---- Provided information
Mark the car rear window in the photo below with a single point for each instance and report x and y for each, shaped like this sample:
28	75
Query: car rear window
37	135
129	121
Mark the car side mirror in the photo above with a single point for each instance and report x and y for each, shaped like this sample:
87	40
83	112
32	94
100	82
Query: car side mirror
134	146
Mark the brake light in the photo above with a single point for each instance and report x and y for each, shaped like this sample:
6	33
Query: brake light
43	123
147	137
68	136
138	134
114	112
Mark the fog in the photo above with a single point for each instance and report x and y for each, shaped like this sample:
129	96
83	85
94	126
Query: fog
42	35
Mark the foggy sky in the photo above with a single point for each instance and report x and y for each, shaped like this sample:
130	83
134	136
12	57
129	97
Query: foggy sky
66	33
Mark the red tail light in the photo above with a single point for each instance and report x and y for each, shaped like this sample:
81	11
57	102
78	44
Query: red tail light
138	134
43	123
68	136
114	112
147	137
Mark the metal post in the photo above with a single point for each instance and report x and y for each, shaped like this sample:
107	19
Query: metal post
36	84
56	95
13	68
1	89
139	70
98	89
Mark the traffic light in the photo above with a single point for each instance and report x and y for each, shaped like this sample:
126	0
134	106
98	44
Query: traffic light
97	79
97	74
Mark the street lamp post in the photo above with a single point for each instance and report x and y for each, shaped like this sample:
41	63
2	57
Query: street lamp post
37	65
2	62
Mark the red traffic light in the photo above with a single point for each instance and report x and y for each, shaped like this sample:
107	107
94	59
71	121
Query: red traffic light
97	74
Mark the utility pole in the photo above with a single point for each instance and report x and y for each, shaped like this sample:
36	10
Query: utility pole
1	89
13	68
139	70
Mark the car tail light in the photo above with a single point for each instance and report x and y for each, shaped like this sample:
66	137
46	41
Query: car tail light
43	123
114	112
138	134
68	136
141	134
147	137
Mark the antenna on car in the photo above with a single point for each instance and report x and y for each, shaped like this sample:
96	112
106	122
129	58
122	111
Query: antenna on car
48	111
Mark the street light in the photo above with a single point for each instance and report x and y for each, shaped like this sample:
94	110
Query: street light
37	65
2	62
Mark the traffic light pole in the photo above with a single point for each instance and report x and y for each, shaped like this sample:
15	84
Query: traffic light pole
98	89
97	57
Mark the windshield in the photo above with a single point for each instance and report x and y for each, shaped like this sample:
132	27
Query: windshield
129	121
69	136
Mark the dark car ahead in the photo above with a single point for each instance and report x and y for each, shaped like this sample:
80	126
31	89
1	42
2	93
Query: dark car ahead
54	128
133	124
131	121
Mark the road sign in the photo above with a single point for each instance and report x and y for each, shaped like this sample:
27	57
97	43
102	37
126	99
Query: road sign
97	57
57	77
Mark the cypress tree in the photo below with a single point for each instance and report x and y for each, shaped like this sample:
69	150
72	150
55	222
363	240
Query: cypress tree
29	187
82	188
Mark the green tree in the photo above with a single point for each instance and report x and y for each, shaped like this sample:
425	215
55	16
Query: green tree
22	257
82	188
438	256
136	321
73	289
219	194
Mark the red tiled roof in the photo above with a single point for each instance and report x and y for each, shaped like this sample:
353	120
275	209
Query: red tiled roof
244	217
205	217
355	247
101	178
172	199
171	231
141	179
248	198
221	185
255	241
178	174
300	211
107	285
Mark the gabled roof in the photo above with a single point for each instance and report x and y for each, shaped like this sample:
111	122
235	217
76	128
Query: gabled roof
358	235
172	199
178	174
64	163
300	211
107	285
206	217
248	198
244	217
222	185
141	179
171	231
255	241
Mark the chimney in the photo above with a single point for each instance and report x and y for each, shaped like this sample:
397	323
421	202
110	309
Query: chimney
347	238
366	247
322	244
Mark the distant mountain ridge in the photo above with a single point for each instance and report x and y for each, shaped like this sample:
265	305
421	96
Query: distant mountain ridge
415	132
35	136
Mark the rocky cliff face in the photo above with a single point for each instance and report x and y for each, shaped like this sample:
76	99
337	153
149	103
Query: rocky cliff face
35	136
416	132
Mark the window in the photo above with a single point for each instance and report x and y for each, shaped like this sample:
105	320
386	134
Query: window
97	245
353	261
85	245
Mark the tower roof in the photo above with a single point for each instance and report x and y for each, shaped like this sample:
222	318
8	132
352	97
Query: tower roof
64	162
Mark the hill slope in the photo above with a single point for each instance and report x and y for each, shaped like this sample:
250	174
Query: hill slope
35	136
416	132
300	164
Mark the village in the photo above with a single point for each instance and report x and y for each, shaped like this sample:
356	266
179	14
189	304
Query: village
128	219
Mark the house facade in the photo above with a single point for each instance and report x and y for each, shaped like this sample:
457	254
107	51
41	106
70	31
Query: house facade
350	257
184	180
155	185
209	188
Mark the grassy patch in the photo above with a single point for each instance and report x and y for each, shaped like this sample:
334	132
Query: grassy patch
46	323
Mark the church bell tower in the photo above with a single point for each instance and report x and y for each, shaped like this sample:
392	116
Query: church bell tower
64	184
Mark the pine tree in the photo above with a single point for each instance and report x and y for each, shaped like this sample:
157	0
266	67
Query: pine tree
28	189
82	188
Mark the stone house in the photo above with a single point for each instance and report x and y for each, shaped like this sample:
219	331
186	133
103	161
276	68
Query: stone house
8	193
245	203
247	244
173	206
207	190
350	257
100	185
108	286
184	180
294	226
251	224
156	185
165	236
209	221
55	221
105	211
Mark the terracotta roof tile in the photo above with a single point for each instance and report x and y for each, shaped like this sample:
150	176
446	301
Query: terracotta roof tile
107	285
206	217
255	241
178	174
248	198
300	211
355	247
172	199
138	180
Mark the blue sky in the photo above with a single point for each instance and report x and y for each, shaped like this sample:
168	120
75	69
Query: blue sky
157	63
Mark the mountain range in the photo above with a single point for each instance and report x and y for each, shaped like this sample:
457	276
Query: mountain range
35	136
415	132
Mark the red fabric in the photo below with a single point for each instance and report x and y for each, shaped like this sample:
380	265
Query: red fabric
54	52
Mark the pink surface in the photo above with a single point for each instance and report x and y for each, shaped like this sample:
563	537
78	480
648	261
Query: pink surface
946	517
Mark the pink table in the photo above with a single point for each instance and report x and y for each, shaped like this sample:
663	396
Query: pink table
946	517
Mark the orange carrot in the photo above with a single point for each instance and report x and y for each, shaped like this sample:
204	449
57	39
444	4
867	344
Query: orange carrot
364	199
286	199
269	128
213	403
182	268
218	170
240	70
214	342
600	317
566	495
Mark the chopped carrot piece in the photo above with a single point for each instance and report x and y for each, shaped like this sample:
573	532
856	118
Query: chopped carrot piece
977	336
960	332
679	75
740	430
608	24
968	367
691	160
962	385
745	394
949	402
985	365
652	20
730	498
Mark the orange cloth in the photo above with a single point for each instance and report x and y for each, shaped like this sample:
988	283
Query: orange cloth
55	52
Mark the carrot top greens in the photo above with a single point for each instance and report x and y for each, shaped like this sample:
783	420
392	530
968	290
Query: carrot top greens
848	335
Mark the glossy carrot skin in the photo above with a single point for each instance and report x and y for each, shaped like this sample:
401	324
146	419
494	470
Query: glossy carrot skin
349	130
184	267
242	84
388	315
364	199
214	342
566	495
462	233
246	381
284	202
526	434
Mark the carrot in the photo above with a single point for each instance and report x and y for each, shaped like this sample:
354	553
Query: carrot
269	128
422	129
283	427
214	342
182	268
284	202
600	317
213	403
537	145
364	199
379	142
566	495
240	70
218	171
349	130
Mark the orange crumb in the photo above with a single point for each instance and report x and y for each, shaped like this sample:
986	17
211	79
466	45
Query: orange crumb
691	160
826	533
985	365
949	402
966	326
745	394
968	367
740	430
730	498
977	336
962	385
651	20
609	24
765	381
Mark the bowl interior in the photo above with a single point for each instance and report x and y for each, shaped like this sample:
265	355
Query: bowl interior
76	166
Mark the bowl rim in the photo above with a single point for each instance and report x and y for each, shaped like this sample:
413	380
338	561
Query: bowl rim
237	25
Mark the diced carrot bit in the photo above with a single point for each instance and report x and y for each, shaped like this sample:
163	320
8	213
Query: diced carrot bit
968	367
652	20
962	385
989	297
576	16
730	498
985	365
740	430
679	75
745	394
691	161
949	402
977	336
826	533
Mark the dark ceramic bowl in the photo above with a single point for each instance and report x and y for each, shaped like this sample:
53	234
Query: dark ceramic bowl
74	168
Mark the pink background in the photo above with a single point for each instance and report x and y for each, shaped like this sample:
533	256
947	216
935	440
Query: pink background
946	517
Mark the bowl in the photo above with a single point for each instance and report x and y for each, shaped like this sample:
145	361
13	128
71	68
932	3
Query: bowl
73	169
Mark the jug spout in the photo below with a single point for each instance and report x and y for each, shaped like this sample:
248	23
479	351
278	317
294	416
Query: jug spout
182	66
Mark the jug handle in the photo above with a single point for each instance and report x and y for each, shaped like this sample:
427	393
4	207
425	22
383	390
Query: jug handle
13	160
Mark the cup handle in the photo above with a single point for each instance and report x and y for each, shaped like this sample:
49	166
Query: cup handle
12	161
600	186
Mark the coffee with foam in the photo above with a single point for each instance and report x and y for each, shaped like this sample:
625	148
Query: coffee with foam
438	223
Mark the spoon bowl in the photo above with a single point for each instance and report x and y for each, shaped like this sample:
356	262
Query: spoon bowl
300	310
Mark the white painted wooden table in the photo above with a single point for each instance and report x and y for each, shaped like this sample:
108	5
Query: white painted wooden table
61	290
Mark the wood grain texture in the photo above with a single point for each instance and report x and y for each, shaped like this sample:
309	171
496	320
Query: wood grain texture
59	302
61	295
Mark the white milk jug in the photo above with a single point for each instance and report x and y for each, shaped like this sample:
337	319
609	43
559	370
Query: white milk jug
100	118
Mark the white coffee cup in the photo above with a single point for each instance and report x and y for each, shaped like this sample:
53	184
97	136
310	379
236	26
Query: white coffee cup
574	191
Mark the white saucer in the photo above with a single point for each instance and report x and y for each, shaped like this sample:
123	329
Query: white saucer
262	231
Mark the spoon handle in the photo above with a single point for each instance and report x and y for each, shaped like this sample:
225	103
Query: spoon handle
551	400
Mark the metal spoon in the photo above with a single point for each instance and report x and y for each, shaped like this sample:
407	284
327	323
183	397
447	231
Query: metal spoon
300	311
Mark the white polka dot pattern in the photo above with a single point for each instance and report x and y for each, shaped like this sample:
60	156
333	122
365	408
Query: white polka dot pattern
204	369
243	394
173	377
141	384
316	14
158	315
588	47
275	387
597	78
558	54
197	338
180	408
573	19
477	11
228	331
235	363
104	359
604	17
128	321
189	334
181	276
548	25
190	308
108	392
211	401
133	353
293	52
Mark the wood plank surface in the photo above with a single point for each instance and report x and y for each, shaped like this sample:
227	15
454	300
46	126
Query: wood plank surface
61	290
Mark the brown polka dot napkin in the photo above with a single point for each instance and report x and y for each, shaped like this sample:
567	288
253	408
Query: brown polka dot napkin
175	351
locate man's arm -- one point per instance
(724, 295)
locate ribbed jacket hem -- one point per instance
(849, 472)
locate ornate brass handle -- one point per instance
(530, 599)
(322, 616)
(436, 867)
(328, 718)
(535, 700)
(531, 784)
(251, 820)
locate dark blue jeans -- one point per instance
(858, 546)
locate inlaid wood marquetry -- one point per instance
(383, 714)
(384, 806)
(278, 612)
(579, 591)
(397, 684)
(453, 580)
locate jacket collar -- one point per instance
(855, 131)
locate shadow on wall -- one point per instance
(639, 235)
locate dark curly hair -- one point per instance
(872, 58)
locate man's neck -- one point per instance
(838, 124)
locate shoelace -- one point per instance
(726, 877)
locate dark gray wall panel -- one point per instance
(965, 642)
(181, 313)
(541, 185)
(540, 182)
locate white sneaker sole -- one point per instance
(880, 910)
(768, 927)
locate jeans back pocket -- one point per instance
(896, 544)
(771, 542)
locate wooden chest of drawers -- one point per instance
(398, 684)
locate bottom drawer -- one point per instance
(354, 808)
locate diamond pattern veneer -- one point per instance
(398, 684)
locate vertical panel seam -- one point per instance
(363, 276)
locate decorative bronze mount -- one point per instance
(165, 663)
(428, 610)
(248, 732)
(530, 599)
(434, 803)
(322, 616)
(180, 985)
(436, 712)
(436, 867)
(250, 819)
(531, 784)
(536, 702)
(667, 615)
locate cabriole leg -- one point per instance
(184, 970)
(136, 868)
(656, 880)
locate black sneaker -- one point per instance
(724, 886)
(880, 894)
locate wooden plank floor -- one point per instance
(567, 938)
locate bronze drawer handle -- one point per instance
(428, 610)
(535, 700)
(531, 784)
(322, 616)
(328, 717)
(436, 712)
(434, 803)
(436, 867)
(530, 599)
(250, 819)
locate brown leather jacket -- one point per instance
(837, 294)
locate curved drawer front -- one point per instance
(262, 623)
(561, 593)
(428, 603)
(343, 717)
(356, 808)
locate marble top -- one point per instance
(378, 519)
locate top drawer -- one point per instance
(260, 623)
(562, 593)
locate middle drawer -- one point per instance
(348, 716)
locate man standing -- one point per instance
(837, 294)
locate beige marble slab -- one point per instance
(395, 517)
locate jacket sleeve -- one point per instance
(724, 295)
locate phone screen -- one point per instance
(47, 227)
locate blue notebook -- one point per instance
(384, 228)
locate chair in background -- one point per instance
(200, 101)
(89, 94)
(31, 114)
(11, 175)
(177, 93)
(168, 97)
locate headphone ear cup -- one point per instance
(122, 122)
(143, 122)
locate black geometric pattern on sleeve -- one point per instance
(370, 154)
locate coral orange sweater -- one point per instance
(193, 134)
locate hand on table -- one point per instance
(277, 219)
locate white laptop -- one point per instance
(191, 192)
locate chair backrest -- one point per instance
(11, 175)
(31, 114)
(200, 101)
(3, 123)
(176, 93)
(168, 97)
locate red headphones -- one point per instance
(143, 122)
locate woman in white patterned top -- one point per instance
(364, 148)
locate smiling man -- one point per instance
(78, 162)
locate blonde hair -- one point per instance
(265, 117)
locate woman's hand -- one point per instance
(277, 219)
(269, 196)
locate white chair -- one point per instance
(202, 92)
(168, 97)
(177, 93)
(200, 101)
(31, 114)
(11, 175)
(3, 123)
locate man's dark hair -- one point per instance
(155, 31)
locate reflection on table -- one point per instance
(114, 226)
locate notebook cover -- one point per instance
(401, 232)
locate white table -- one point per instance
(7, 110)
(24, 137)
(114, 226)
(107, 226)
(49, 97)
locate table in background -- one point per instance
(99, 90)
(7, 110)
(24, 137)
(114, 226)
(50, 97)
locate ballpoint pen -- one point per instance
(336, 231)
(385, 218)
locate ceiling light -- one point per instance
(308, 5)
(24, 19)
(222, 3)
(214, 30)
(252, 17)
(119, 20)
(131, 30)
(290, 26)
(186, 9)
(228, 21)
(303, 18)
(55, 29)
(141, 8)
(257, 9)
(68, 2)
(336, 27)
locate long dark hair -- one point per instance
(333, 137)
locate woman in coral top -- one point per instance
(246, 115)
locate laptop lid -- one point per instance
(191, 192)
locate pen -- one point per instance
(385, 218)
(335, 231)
--------
## [Goal]
Repeat the line containing "locate chair backrest" and all subsequent lines through the final line of the data, exactly and with no others.

## [Finished task]
locate chair backrest -- one point per instance
(11, 175)
(31, 114)
(200, 101)
(3, 123)
(176, 93)
(168, 97)
locate red headphones -- one point per instance
(143, 122)
locate woman in white patterned top -- one point per instance
(364, 148)
locate smiling man -- one point per instance
(78, 162)
locate blonde hair -- one point per instance
(265, 117)
locate woman's hand -- one point per instance
(277, 219)
(269, 196)
locate white chair -- one point per instance
(202, 92)
(168, 97)
(177, 93)
(200, 101)
(31, 114)
(11, 175)
(3, 123)
locate man's dark hair -- one point per instance
(155, 31)
locate reflection on table -- one point per instance
(114, 226)
locate notebook cover -- one point per instance
(401, 232)
locate white table -- one point per instance
(7, 110)
(24, 137)
(114, 226)
(107, 226)
(49, 97)
locate table in background -- one point per instance
(99, 90)
(7, 110)
(24, 137)
(114, 226)
(50, 97)
locate ballpoint pen -- one point per instance
(336, 231)
(385, 218)
locate ceiling light -- one point per instance
(308, 5)
(24, 19)
(222, 3)
(214, 30)
(252, 17)
(119, 20)
(131, 30)
(290, 26)
(186, 9)
(228, 21)
(303, 18)
(55, 29)
(141, 8)
(257, 9)
(68, 2)
(336, 27)
locate long dark hair -- one point per instance
(333, 137)
locate woman in coral top -- one point per instance
(246, 115)
locate laptop lid -- one point per instance
(191, 192)
locate pen -- one point per instance
(385, 218)
(335, 231)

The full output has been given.